* [TEXT SECTION]
===

DNSSEC validation for the Recursor

Sep 16, 2013

The PowerDNS Recursor has a proven track record — it has been serving recursive answers for millions of users for many years, with very few complaints. To preserve this robustness that people have come to rely on, any major changes should happen very carefully. In this blog post, we aim to explain our plan for adding DNSSEC to the Recursor, without compromising our current stability.

It is because of this robustness  that we have decided that, at least initially, DNSSEC validation for the PowerDNS Recursor will be a separate project and a separate daemon. As it turns out, there are also technical and development benefits to this split. Eventually, from a functional standpoint, the split might become a technical detail that need not bother the administrator.

Traditionally (unbound, BIND), DNSSEC validators have had the recursor and the validator in a single process, providing some performance benefits (pass around pointers instead of sending packets, some cache sharing, grabbing DS records while iterating downwards, the list goes on). However, this combination may increase complexity of both parts if they are coupled too closely — although we have also seen issues in other implementations that appear to stem directly from a lack of information sharing between the two.

The DNSSEC RFCs (4033/4034/4035 and 6840) explicitly designate various roles that can be implemented in separate applications. While, as said, current implementations do not separate these roles, they can be told (through configuration or through DNS query flags) to stick to specific roles.

Our plan is two-fold.

One, we will upgrade the PowerDNS Recursor to perform, in words inspired by RFC 4033, the role of a ‘Non-Validating Security-Aware Resolver’. This is the role that other DNSSEC-aware recursors play when they receive ‘Checking Disabled’ queries. In other words, the Recursor supports all relevant DNSSEC records (RRSIG, DS, NSEC[3]), understands how they interact, and knows when to send those records along with query results. The current Recursor [3.3/3.5.x], as used in production by many parties, is a very lean communication machine that prefers to spend time waiting on the network, instead of doing calculations, and the design reflects this. As such, adding cryptography operations to the Recursor would destroy many of the benefits of the current design. Because of this, there will be no crypto in the Recursor — at least for now.

===

* [DATA SHOWN]
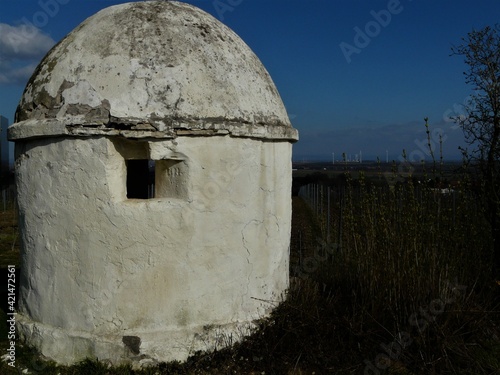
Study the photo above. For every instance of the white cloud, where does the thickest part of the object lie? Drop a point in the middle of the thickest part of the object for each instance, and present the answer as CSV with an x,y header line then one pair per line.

===

* [WORK TO COMPLETE]
1) Answer from the blog post on DNSSEC validation for the Recursor:
(a) Which two implementations does the post name as having the recursor and the validator in a single process?
(b) Which RFCs does the post cite as designating various DNSSEC roles?
(c) In words inspired by RFC 4033, what role will the upgraded PowerDNS Recursor perform?
2) Write the next part of the blog post on DNSSEC validation for the Recursor, picking up after its final sentence.
The material after the blog post on DNSSEC validation is separate from it.

* [ANSWERS FOR THE EXERCISE]
1)
(a) unbound and BIND.
(b) RFCs 4033, 4034, 4035 and 6840.
(c) A 'Non-Validating Security-Aware Resolver'.

2)
Two, we will build a Validator that is a client to a Security-Aware Resolver, expecting no validation from it. This validator does no recursion of its own, relying on the Resolver it is pointed to for that. In that sense, it is a bit like a ‘Validating Security-Aware Stub Resolver’, except that it takes queries from clients. This is similar to running other validating recursors in a forwarding mode. The validator receives queries from clients, collects all the data it needs to decide on the security of an answer (keeping in mind the four security states defined in RFC 4033 section 5 or RFC 4035 section 4.3), and returns a useful response to the client.

In theory (and, from what we have seen so far, also in practice!) this means that either part can be replaced with another validating recursor (like BIND or Unbound) and the system as a whole will keep operating. This allows individual developers to focus on one side of the PowerDNS Validating Recursor equation at a time, while relying on proven code for the other side. In the end, we will provide robust implementations of both sides, of course.

We are currently experimenting with implementation details on both ends, making sure our behaviour checks out with both reality and the relevant standards, and making sure we interoperate with the existing validators and existing authoritative implementations. As our code is in heavy flux right now, we are holding off on releasing for just a bit. We hope to release a stable base for the new Validator and the modified Recursor within a few weeks, and we cordially invite the community to join us at that time — either to make things or to break them! Implementing a full DNSSEC validation stack means ticking a lot of boxes, and we do not expect to tick them in a few weeks.

If you have questions, please let us know in the comments, via Twitter (@PowerDNS), via IRC or via our mailing lists. If there is demand, we will post a follow-up article with some more technical details.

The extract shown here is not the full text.